• [Requirement A] In the film write-up, retype the passage from "This film provides" up to and including "at Frank's bar.".
• [Requirement B] According to the film write-up, why does the film include a scene with a live blues band at Frank's bar? Answer in one to three sentences.
• [Requirement C] Give what follows after the last line of the film write-up.
+++ Text to read +++
Caan plays Frank, a thief who specializes in safe cracking and who prefers only to steal hard-to-trace valuables such as diamonds and cash. Frank is working hard to reach his goal of retiring and leading a normal life, but when he decides to take a shortcut to reach his goal sooner, he risks losing everything.

Not to be confused with the video game series of the same name.


This film provides examples of:

  • Anti-Hero: Frank is an unrepentant thief with a lot of unheroic qualities, but he's the main character and sympathetic in his own way. He's opposed by Leo, a tyrannical mob boss.
  • Author Appeal: Michael Mann is a fan of blues music and originally planned to score the whole film with blues but eventually changed his mind. He still in stuck one scene featuring a live blues band, Mighty Joe Young, playing at Frank's bar.
  • Badass Boast: Leo lets Frank know the score: "I own the paper on your whole fucking life. I'll put your cunt wife on the street to be fucked in the ass by niggers and Puerto Ricans. Your kid's mine because I bought it. You got him on loan. He is leased. You are renting him. I'll whack out your whole family. People'll be eating them in their lunch tomorrow in their Wimpyburgers and not know it. You get paid what I say. You do what I say. I run you. There is no discussion. I want, you work, until you are burned out, you are busted, or you're dead. You get it? You got responsibilities. Tighten up and do it."
  • Bittersweet Ending: Frank successfully kills Leo and Attaglia, but he has cut all ties with Jessie and their adopted son and will likely never see them again. The cut, unfilmed ending had Jessie eventually find Frank.
  • Black-and-Gray Morality: Frank is a thief who cracks safes. He's opposed by Leo, a murderous, backstabbing and tyrannical mob boss.
  • Book Dumb: Frank runs two businesses and is an expert safecracker, which all leave him flush with cash, but he's also a former hooligan who spent his whole twenties in prison. His grammar is poor and his misspells "male" on his adoption application.
  • Break Her Heart to Save Her: What Frank ultimately does to Jessie.
  • Bulletproof Vest: One makes an appearance at the very end, first revealed in the classic way: the wearer inspecting it after getting shot.
  • The Cameo: Improv teacher Del Close has a small role as a mechanic.
    • Blues musician Willie Dixon appears after the first heist scene as a man fishing whom Frank greets.
+++ Supplied records +++
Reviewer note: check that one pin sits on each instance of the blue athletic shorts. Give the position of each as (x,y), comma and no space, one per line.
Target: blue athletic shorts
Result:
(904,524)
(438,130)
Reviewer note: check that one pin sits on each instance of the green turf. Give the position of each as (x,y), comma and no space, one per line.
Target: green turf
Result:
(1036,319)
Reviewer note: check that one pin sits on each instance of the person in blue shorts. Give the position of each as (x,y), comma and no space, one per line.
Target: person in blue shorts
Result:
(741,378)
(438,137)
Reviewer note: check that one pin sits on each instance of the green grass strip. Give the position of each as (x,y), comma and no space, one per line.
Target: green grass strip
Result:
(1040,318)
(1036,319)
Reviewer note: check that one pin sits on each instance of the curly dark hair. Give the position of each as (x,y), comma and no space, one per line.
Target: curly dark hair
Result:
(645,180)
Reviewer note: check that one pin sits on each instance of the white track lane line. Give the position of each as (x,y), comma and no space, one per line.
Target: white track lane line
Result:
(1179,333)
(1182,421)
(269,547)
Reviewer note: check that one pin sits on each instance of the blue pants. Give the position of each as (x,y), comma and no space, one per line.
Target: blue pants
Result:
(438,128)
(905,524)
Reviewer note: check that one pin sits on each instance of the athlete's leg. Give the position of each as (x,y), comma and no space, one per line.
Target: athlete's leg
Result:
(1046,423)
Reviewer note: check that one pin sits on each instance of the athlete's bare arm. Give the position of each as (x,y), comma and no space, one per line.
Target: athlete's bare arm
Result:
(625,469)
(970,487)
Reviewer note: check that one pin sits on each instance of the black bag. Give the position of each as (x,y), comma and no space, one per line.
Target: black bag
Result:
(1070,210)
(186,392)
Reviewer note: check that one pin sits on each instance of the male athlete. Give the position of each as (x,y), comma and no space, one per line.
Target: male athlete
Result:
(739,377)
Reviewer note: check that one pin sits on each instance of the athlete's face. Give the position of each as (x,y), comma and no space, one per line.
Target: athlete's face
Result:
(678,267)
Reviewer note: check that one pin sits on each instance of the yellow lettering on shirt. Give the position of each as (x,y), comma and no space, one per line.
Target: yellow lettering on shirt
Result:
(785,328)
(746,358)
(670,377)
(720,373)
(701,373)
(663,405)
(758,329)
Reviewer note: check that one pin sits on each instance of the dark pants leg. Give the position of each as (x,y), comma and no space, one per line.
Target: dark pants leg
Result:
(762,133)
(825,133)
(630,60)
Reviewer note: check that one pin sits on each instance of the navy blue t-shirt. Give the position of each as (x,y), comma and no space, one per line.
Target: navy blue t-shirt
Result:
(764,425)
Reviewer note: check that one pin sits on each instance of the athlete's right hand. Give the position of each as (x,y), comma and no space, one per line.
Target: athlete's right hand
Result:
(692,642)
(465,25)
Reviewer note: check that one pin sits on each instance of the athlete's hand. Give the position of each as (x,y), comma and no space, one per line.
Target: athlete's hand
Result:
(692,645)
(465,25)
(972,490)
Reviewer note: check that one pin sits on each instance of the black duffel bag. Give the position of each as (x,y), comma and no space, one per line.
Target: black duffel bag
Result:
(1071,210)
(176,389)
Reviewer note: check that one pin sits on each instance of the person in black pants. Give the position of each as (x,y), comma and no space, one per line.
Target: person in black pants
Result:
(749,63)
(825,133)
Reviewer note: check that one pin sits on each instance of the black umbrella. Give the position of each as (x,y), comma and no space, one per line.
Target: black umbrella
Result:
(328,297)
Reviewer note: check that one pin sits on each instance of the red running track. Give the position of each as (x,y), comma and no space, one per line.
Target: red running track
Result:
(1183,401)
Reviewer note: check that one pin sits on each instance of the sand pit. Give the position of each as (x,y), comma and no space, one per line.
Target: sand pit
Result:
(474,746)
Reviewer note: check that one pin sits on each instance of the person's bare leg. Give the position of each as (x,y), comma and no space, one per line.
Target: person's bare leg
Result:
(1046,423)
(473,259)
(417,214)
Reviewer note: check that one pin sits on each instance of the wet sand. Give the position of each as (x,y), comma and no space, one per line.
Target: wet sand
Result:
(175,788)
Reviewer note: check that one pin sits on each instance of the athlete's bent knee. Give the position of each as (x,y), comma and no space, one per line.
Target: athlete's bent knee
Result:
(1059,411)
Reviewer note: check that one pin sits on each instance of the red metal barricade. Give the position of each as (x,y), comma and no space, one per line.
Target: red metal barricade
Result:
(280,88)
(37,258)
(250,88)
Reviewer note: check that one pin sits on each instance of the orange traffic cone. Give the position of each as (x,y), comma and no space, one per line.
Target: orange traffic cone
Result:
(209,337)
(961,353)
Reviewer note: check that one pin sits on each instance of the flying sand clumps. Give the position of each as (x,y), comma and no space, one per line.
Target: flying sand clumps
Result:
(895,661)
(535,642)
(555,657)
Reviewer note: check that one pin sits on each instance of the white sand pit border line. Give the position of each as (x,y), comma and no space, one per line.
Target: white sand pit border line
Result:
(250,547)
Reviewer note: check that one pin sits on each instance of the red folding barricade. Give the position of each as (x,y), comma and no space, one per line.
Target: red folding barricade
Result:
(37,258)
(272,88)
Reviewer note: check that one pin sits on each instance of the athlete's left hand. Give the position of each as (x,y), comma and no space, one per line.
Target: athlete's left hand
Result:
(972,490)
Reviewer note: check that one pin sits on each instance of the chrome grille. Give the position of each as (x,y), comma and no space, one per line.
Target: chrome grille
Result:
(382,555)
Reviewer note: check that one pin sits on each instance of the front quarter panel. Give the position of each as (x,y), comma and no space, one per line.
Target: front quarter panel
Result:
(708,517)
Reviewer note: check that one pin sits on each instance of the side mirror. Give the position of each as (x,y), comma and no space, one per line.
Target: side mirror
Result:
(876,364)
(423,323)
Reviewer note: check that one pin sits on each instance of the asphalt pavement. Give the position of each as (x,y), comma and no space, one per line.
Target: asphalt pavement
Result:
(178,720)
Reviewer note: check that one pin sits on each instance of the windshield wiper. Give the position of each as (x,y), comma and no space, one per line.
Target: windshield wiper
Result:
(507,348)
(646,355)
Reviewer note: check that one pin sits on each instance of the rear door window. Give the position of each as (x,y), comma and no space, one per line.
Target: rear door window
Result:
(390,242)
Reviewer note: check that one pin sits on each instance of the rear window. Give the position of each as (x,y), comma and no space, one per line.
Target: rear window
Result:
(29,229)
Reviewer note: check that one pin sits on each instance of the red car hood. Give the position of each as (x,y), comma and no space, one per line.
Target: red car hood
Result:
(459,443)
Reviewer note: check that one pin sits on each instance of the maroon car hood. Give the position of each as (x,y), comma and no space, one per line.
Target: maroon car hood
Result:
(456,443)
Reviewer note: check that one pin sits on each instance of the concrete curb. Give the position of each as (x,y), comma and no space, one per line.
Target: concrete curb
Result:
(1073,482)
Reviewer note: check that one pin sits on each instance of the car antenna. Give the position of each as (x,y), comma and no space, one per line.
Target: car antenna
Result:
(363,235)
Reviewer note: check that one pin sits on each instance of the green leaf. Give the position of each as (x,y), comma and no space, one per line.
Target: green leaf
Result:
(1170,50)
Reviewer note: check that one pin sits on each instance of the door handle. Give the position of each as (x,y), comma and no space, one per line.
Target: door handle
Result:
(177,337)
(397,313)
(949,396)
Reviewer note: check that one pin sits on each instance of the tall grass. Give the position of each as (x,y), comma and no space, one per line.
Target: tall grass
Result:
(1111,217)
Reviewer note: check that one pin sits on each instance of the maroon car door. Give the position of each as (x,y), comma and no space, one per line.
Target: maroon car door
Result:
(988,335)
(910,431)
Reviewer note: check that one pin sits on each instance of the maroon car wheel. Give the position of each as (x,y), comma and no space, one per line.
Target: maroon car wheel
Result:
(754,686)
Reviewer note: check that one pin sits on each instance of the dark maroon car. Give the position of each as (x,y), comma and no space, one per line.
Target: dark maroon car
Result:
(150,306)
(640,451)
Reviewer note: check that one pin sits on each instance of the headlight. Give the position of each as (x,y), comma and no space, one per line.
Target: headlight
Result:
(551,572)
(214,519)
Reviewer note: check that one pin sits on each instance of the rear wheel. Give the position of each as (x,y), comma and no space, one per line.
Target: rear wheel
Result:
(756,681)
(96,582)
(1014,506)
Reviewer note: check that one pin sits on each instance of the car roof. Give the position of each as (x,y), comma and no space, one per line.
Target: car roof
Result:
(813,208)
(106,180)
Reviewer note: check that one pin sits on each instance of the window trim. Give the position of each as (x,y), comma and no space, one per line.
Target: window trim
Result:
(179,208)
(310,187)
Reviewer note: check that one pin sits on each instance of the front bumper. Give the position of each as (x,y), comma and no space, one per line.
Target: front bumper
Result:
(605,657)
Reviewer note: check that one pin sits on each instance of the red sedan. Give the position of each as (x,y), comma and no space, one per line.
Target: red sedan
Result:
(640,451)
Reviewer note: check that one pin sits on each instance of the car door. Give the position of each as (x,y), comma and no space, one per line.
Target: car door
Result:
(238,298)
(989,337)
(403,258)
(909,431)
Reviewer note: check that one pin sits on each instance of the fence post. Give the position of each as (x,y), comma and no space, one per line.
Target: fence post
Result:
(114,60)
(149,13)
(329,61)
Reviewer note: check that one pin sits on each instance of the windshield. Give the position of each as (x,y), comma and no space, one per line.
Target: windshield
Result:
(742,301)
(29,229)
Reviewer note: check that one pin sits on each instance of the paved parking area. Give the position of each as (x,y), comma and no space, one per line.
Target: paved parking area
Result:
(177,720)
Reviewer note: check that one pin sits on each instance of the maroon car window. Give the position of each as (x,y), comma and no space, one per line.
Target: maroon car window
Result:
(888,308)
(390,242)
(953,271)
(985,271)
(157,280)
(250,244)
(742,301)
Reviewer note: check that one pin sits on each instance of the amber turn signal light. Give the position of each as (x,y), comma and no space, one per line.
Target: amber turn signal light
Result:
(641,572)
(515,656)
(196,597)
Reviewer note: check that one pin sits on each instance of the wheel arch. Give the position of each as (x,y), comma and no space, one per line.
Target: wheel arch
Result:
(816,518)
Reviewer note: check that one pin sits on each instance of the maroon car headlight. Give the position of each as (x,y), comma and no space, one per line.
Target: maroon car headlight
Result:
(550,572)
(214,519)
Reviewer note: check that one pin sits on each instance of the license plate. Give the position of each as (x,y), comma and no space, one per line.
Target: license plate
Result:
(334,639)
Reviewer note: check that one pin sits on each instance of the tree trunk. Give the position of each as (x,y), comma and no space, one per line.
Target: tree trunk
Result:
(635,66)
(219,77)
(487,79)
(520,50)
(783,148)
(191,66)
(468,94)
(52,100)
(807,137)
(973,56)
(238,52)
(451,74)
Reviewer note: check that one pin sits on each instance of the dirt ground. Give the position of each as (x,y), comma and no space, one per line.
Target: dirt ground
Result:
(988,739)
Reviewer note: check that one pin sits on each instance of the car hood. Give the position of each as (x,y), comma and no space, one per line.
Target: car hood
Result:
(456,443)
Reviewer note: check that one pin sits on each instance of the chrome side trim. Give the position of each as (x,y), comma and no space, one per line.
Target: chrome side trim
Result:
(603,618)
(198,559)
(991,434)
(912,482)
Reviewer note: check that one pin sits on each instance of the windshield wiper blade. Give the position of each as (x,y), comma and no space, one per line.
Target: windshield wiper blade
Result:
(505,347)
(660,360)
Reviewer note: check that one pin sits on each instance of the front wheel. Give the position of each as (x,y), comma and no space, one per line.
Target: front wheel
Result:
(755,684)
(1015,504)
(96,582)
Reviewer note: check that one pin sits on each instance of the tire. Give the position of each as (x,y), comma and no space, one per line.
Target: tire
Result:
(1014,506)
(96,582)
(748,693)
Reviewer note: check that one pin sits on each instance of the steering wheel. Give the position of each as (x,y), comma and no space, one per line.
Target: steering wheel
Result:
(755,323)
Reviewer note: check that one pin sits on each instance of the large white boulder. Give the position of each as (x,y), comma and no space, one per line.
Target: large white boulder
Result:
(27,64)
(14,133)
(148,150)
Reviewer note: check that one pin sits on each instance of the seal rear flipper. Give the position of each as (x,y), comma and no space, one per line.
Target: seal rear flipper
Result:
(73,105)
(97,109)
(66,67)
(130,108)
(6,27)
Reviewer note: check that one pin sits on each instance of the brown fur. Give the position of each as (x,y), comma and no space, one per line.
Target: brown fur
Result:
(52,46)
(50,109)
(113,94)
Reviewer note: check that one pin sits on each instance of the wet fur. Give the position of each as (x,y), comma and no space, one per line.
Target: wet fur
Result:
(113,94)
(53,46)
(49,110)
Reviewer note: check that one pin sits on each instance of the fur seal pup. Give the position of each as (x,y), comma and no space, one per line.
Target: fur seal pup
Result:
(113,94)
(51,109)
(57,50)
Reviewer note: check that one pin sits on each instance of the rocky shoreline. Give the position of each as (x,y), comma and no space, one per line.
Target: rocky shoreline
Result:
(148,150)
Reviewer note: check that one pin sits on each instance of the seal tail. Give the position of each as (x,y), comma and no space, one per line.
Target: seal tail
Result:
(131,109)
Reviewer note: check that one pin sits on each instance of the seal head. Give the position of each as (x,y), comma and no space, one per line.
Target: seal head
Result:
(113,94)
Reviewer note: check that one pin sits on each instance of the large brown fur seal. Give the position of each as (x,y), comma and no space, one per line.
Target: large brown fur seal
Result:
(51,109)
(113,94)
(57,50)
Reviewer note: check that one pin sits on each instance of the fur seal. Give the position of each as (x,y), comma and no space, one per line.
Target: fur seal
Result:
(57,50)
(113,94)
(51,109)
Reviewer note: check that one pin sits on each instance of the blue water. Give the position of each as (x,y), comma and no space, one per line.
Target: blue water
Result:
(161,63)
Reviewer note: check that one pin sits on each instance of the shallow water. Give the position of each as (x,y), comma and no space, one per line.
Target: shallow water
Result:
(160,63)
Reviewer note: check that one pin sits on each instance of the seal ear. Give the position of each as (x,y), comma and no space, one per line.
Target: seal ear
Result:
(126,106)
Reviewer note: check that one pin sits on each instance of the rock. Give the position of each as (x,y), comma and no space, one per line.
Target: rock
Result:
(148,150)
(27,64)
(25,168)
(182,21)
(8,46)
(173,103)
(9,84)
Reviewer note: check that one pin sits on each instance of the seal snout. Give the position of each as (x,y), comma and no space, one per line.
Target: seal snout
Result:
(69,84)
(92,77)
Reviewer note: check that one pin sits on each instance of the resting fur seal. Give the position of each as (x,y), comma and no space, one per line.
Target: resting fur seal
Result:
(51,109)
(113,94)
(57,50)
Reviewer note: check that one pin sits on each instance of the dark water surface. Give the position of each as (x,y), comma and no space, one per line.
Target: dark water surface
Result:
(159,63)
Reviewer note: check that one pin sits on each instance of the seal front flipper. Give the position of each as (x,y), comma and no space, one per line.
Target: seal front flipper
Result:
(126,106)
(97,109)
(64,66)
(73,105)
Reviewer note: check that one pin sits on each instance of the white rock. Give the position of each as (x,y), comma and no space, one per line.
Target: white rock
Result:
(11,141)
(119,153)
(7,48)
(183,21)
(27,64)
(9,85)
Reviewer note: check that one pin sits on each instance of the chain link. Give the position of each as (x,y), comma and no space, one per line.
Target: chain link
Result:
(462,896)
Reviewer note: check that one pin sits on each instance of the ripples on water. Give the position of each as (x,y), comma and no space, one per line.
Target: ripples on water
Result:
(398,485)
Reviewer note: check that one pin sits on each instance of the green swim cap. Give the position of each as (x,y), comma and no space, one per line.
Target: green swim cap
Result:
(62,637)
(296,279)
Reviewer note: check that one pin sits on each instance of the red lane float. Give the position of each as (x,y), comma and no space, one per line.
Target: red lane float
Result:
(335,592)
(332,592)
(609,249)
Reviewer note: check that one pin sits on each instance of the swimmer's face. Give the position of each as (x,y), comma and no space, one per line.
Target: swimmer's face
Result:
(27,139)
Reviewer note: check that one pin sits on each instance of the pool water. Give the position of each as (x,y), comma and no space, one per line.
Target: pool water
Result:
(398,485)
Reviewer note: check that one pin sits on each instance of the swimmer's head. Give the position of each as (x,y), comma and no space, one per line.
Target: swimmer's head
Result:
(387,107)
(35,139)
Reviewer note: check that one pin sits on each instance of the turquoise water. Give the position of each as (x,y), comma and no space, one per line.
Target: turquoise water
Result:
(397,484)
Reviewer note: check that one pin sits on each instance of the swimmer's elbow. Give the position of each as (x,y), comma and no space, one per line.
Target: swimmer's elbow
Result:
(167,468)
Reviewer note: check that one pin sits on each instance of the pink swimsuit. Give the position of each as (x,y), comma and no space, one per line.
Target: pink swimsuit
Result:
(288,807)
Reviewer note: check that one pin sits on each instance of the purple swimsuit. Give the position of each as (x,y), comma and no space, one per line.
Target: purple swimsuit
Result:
+++
• [Answer A]
This film provides examples of:

  • Anti-Hero: Frank is an unrepentant thief with a lot of unheroic qualities, but he's the main character and sympathetic in his own way. He's opposed by Leo, a tyrannical mob boss.
  • Author Appeal: Michael Mann is a fan of blues music and originally planned to score the whole film with blues but eventually changed his mind. He still in stuck one scene featuring a live blues band, Mighty Joe Young, playing at Frank's bar.

• [Answer B] Michael Mann is a fan of blues music and first planned to score the whole film with blues. He later changed his mind but still put in one scene where the band Mighty Joe Young plays live at Frank's bar.

• [Answer C]
  • Dirty Cop: The cops who start tailing Frank approach him and announce that they're his new partners, demanding ten percent of his earnings. They don't take kindly to being refused. It later turns out that they're under the payroll of Leo.
  • The Dragon: Attaglia to Leo.
  • Dragon Their Feet: Frank knocks Attaglia unconscious in the kitchen before shooting Leo dead in his room, then Frank kills Attaglia.
  • Drill the Lock: This is how Frank handles his burglaries, befitting the grungy tone of the movie. In the first heist, against a safe, Frank uses a drill with a magnetized plate to bore through the wall until the tumblers are exposed, which he then just knocks out with a hammer and screwdriver. For the second, more elaborate vault, Frank's crew uses a thermal lance, which not so much drills as it does just melts whole grooves in the vault door until they just pry a chunk of it loose so they can crawl inside. The drill was even genuine tool used by burglars, for authenticity.
  • The '80s: Right down to the soundtrack by Tangerine Dream.
  • Even Evil Has Loved Ones: Though we never see them, Leo tells Frank his wife and kids are everything to him, and everything to life in general, which eventually convinces Frank to let Leo help him and Jessie adopt a kid.
  • Faux Affably Evil: Leo is almost avuncular to Frank when giving him the sales pitch to come work for his criminal enterprise and for the entirety of their time on the Bank of California job. When Frank displeases him, however, Leo's friendly facade drops instantly, and he reveals himself to be a vicious, tyrannical monster.
  • The Ghost: Frank mentions his recently divorced ex-wife several times, but she never makes an appearance.
  • Grammar Nazi: The woman at the adoption bureau tells Frank to his face that he misspelled "male" on his application.
  • Hand Signals: The crooked lawyer on Okla's case nonverbally haggles with the judge in open court through hand signals. He lays four fingers across his face while speaking, and the judge responds by laying six fingers against his own face, which the lawyer matches, settling the sum of the bribe.
  • Honor Before Reason: Frank loses everything he cares about — and probably loses out on a much better (albeit still criminal) life — because of his "my way or the highway" attitude and refusal to work and play along with Leo and his gang.
  • It's Not You, It's My Enemies: Frank orders Jessie to leave him after Leo threatens her and their child. He doesn't explain himself at all, making this a harsher but more effective use of the trope.
  • Police Brutality: After Frank refuses to pay a pair of dirty cops a cut of his illicit gains, they catch back up with him, arrest him at gunpoint for a broken tail light (which they kick out) and then spend a good amount of time pummeling him at the station. It gets worse from there.
  • Politically Incorrect Hero: Frank issues a slew of ethnic slurs at the adoption agency, ironically while expressing a desire to adopt a child of any race.
  • Really Gets Around: Averted. Frank's first wife thinks all his extra money comes from affairs with rich women. He never cheated, but also hid from her that he's a thief.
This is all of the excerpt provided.